Excerpt:
On February 28 and March 1, more than 100 Tibetan-Americans and their supporters descended on Capitol Hill in Washington, D.C. to thank the U.S. Congress for its longstanding support, and to urge greater action for freedom and democracy in Tibet. The next day, SFT Canada arrived on Parliament Hill in Ottawa, Canada for two days of meetings and discussions on how the Canadian government can increase support for Tibet.
Follow the action on SFT’s Twitter feed #tibetlobby.
Tibet Lobby Day 2011 is far from over. National Tibet lobby events are coming up in Sydney, Australia; London, UK; and New Delhi. Stay tuned for more updates on how we’re building global political support to help bring an end to China’s occupation of Tibet.
Below is an article I wrote on the Huffington Post. It’s at this link: http://www.huffingtonpost.com/tenzin-dorjee/tienanmen-20-why-china-is_b_827685.html
Last spring, I was waiting for a bus in Cairo. Dawn was just breaking, and Tahrir Square, where the bus station was located, was empty except for the omnipresent face of Hosni Mubarak, on posters that covered giant billboards and buildings all over the city. In the cafes where men sipped tea and smoked hookahs, there was no smell of a revolution brewing. Instead, there was a lingering sense of resignation that the country might be condemned to live under Mubarak forever.
Less than a year later in January, images of the Egyptian revolution flashed across TV screens worldwide, and Tahrir Square had become unrecognizable! As people power explodes across the Arab world — first in Tunisia, then in Egypt, now in Bahrain, Libya and elsewhere — one can’t help but wonder if we may be witnessing the fourth wave of democratization. If so, can 1.5 billion people living under the Chinese Communist Party ride this wave to democracy and freedom?
Before the dust has settled on the Arab spring, analysts are citing poverty, unemployment and corruption as the three main causes of the uprisings in Egypt and Tunisia. Arguing that these socioeconomic conditions and statistics are missing in today’s China, some are quick to dismiss any possibility of Beijing’s rule being shaken by the Tunisia effect. But let us remember an enduring lesson from history. Statistics don’t make revolutions; people do.
A few years ago, I traveled to Palestine to attend a conference on nonviolence with a friend of mine. One evening, after the panels and workshops were over, we found ourselves sitting with the pioneering theorist of nonviolent conflict, Dr. Gene Sharp. Discussing the likelihood of mass protests in Tibet and China, we asked him what he thought was the single most important ingredient to make a revolution.
“Hope,” he answered, without a moment’s hesitation, in a tone that indicated mild surprise at how we could not know such a basic fact of life.
People rise up not just because they are poor or unemployed; people rise up when they believe change is possible. After the success of the Tunisian revolution, millions of Egyptians suddenly found new hope and poured into the streets to demand change. In fact, in both Tunisia and Egypt, the revolution was not led by the poor and unemployed; it was organized and largely executed by the educated, online, middle class youth who wanted a say in the way their country was run. If revolutions are created by poverty and unemployment, why are we seeing an uprising in Bahrain, an international banking center with an educated, middle class majority? If Chinese youth are financially better off today than a decade ago, it makes them more — not less — likely to demand freedom and democracy.

Information shown:
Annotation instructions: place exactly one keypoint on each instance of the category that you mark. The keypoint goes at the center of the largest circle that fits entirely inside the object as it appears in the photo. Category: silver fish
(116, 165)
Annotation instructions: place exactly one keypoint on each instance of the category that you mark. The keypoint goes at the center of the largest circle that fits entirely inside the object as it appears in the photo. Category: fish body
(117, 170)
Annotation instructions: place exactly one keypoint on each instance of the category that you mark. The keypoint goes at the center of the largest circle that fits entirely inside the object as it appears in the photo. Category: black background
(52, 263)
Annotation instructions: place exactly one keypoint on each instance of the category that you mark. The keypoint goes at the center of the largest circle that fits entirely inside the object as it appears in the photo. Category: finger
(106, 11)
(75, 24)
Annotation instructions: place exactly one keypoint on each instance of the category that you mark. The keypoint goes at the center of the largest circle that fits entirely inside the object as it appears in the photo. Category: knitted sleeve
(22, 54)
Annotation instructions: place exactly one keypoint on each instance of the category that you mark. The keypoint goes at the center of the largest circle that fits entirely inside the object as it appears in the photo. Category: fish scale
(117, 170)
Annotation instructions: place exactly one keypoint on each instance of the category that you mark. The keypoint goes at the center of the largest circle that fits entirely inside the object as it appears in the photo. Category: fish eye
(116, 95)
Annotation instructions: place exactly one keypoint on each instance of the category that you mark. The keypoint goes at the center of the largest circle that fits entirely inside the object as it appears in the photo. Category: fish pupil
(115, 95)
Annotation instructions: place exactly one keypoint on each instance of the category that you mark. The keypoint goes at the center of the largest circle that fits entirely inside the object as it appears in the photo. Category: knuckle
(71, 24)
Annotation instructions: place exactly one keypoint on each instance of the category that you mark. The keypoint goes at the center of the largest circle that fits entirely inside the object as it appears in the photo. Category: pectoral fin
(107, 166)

Task list:
1. In the Tibet Lobby Day post, list the cities named as upcoming sites of national Tibet lobby events.
2. Resume the Tibet Lobby Day post from where it stops.

Answer list:
1. Sydney, Australia; London, UK; New Delhi

2.
However, while hope can mobilize people, it cannot guarantee success, which depends on strategy and tools. The mass convergences in Tunis and Cairo that filled our TV screens for weeks were preceded by months and years of behind-the-scenes strategic planning, training and organizing by groups of activists and youth leaders, who wielded the power of the internet in their nonviolent struggle.
The internet has decentralized technology and exponentially strengthened the grassroots. Wael Ghonim, one of the heroes of the Egyptian uprising, said it best, “If you want to liberate a society, just give them the internet.” According to Mr. Ghonim, who aptly called their uprising “Revolution 2.0,” the Egyptian revolution began online.
Is China ready for a revolution 2.0? There are nearly half a billion internet users in China today. China’s social media networks are expanding rapidly — Chinese Facebook look-alike Renren has 170 million users and microblogging site Sina has 75 million users. In spite of China’s great firewall, Chinese netizens have learned to circumvent the censors and read between the lines. When “Egypt” disappears from the internet, they can surmise that Cairo is in tumult. In the age of the internet, any battle against information is futile.
Nevertheless, the ultimate success of a revolution in China will depend on the effective use of strategy. In Egypt and Tunisia, activists and organizers connected with other pro-democracy forces including the Serbian youth movement that helped topple Slobodan Milosevic in 2000. They gathered in living rooms and watched films such as “Bringing Down a Dictator” about the Serbian uprising, and read books like From Dictatorship to Democracy by Gene Sharp, internalizing the lesson that nonviolent movements are more powerful when they are planned strategically than when they happen spontaneously. If Chinese activists can analyze the strategic decisions within the 1989 Tiananmen movement and draw lessons from its failure, they will have a much higher chance of succeeding the next time.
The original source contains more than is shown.